* **Given instruction**
Quote every line as written. Omit pictures.

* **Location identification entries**
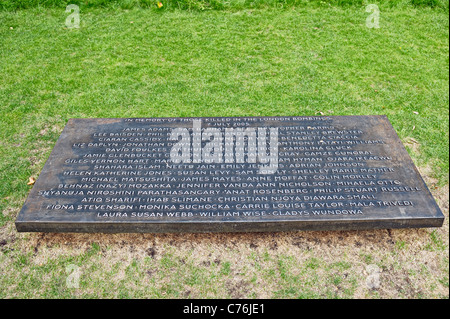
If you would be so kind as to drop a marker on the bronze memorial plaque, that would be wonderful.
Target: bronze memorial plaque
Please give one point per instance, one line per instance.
(230, 174)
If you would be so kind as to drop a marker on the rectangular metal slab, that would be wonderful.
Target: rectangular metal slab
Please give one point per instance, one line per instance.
(228, 175)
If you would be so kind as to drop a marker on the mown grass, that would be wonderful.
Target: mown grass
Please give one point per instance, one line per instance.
(216, 4)
(307, 60)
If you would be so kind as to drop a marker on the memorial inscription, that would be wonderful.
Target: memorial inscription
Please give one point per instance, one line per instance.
(228, 174)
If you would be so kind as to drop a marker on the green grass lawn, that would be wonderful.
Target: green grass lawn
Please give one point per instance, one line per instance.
(305, 60)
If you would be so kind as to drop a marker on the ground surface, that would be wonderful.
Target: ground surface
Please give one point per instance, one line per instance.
(141, 63)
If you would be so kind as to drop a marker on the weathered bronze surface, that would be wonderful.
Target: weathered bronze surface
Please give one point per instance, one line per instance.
(228, 175)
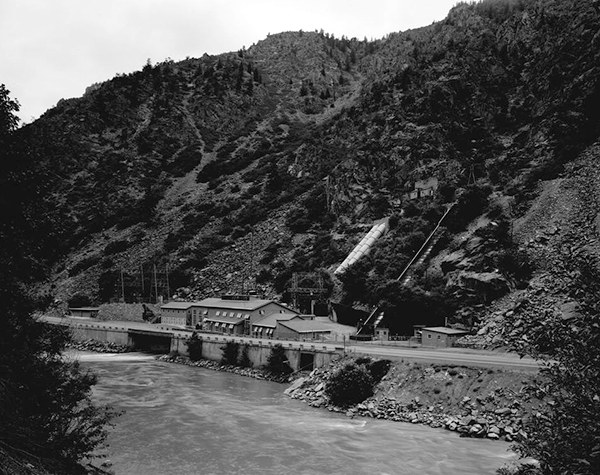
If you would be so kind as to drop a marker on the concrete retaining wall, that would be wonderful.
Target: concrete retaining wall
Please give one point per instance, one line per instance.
(258, 350)
(119, 336)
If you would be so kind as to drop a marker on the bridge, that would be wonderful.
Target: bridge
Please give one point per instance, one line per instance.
(299, 353)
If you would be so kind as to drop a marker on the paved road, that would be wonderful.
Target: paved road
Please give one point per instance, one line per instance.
(452, 356)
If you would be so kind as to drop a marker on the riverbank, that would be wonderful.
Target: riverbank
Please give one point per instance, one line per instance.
(476, 403)
(472, 402)
(216, 366)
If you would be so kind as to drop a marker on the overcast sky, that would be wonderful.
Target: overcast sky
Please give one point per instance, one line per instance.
(54, 49)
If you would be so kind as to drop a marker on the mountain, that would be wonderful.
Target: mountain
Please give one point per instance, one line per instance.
(237, 171)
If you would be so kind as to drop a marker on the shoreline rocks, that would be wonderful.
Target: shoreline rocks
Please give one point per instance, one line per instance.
(216, 366)
(469, 420)
(99, 346)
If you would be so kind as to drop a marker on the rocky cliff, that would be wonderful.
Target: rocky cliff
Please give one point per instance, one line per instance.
(235, 171)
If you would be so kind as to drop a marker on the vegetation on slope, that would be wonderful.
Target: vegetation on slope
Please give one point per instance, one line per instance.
(47, 419)
(275, 157)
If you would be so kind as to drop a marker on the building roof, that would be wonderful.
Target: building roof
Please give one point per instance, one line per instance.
(248, 305)
(228, 320)
(305, 326)
(176, 305)
(445, 330)
(272, 319)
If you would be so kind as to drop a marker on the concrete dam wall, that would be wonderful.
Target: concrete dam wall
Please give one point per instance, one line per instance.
(157, 339)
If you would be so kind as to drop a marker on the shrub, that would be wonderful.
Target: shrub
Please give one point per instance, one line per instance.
(349, 385)
(194, 346)
(378, 369)
(244, 360)
(277, 362)
(230, 353)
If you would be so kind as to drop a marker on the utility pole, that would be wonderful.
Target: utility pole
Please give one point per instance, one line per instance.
(155, 284)
(168, 290)
(122, 286)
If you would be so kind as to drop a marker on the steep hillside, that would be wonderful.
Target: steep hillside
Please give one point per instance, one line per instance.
(236, 171)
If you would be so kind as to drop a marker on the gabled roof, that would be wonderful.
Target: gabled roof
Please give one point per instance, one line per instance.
(272, 319)
(231, 320)
(248, 305)
(176, 305)
(305, 326)
(445, 330)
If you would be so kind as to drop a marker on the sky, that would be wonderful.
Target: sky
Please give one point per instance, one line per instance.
(54, 49)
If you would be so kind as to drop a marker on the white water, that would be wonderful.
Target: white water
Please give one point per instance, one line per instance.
(182, 420)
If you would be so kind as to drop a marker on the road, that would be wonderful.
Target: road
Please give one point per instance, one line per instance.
(448, 356)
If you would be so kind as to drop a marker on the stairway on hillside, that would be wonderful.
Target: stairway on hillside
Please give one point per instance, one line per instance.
(420, 261)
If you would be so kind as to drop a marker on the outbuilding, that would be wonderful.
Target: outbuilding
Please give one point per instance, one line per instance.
(440, 337)
(175, 313)
(300, 329)
(85, 312)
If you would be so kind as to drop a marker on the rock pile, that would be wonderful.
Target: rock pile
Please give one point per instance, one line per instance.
(99, 346)
(471, 417)
(215, 366)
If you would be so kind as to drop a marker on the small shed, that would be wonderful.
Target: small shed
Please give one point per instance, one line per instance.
(175, 313)
(440, 337)
(85, 312)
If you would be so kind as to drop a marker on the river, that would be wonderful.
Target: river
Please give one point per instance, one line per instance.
(182, 420)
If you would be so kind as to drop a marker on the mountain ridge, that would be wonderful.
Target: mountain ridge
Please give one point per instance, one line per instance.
(237, 170)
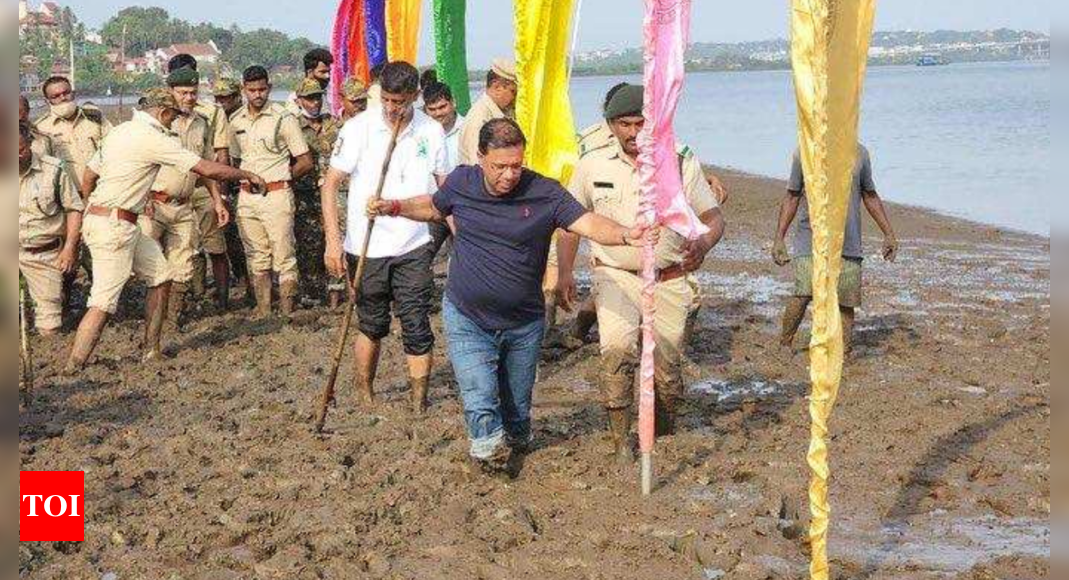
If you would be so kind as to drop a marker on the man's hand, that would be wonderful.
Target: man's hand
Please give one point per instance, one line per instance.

* **Task solution**
If you would be so kind as to drop a marker on the bronze memorial plaque, that would be wonderful.
Target: bronze memorial plaque
Please give one point per instance, one line per instance.
(230, 174)
If you would be so kind as to drop a marker on the rectangular metal slab, that would be wonderful.
Target: rectangular metal slab
Please give one point per instance, one line per instance.
(228, 175)
If you would be so kind as to drop a marker on the mown grass, that would be wonderful.
Target: mown grass
Please give one point per instance, one line per instance.
(216, 4)
(307, 60)
If you would be so kind as to drop a marker on the memorial inscription, that would be wonderful.
Target: memorial inscription
Please give one point per instance, one line per instance.
(228, 174)
If you would be so kind as to drop a marker on the green grass lawn, that would be wonderful.
Target: green grass lawn
Please give one point per instance, one line per instance.
(305, 60)
If you would be so kind as to drop a marker on the ground surface, that would be wonderful.
Target: ground surface
Please give one point per instance, one line per instance.
(141, 63)
If you would be so kind as to drop a marker on the weathered bronze surface, that would be wonderful.
Target: weathered bronze surface
Please give one point per instance, one line per instance.
(228, 175)
If you would be so kind as to drop a marker on the concrete retaining wall, that would be wonderful.
Target: concrete retaining wall
Please give one point per instance, one line per instance.
(258, 350)
(119, 336)
If you would be so kind as to drop a marker on the bridge, that would be wonderful.
Target: bridge
Please give one point per instance, one line per instance.
(299, 353)
If you would be so kind as to drop a marker on the paved road, that would be wonderful.
Target: paved road
Please give one point per instance, one line per instance.
(452, 356)
If you would be so kind as to drop a marker on the riverbank, that would be wonderful.
Target: riverbank
Please give one point per instance, one line per instance.
(476, 403)
(472, 402)
(216, 366)
If you would be so kind as to drop a marker on the overcast sky, that would be wonderful.
Target: overcast sky
Please give one point per instance, one line per instance.
(54, 49)
If you would be so kind as to drop a marker on the mountain, that would be wonderful.
Target: mountain
Please give one point per instance, one line per instance.
(237, 171)
If you would be so kind as to drop a marker on the shoreline rocks, that would be wonderful.
Target: shoreline rocks
Please give one point per instance, one line per instance.
(216, 366)
(469, 420)
(99, 346)
If you would be so kind as to drop a marker on the rocky cliff, that would be wonderful.
Target: rocky cliff
Please give one point per instance, one line per instance.
(235, 171)
If you would be so kind as to drop a marker on the vegetation on slope, that would be wonderful.
Target: vegetation on slope
Please give one point per instance, one line per instance.
(47, 419)
(275, 157)
If you would be so kind as to drop a marker on the building roof, that would be wonderful.
Target: building roof
Please give one point per instance, one line per instance.
(248, 305)
(228, 320)
(305, 326)
(176, 305)
(445, 330)
(272, 319)
If you would be so kind as to drop a marker on the concrete dam wall, that would be wonderful.
Target: concrete dam wall
Please give one point per instance, one line per instance.
(157, 339)
If you would be so kind as to drop a marker on the shrub, that would be wonderful.
Target: shrub
Please give one point per instance, one line per instance.
(349, 385)
(194, 346)
(378, 369)
(244, 360)
(277, 362)
(230, 353)
If you would be so kind as to drop a marker on the utility pole, that would be wonderful.
Target: utility pole
Please give one point per instance, one line per instance.
(155, 284)
(168, 290)
(122, 286)
If you would be so kind as to drop a marker on the steep hillside, that would be wonderful.
Target: steep hillside
Please give one point per instance, one line per instance.
(236, 171)
If you would be so kind as to drop a marker on the gabled roof, that would be wonderful.
Target: gabled roof
Please give one point per instance, one line per instance.
(272, 319)
(231, 320)
(248, 305)
(176, 305)
(305, 326)
(445, 330)
If you would be so kind as to drop a marker on the sky, that would be wonderful.
Target: sky
Please give one point per instance, one line per instance.
(54, 49)
If you would be so kind as to drop a marker on the white water, that would be wonderful.
Target: white water
Please give one point per instance, one line per instance.
(182, 420)
If you would be so kind as to drop a marker on the road, that would be wonderful.
Target: road
Please give one point per instance, one line per instance.
(448, 356)
If you would be so kind as to drop a marker on the stairway on hillside, that would be wonderful.
Target: stairway on hillside
Please give one point per instance, one line per instance.
(420, 261)
If you would be so kind as to drop a marker on the outbuilding, that would be wonderful.
Target: outbuilding
Please give one point per instance, one line per instance.
(440, 337)
(175, 313)
(300, 329)
(85, 312)
If you would be so kind as to drop a marker on the rock pile, that would be wonderful.
Target: rock pile
Please give one point per instance, one line per instance.
(99, 346)
(471, 417)
(215, 366)
If you would be so kind as to drop a marker on the small shed, that would be wonderful.
Target: small shed
Please give one point per instance, one line per instance.
(175, 313)
(440, 337)
(85, 312)
If you would be so kind as to drop a marker on the river, that would be wonderful.
Target: river
Please give one point per instance, one line per instance.
(182, 420)
If you would be so kind as to drop a marker on the mountain ridge, that would be wonderful.
Target: mountain ridge
Please give one point per instance, one line per instance.
(237, 170)
If you would be so kind as to drop a marker on the man's hand, that would be wonderful.
Target: man's hand
Please give one point per instance, one line per instance.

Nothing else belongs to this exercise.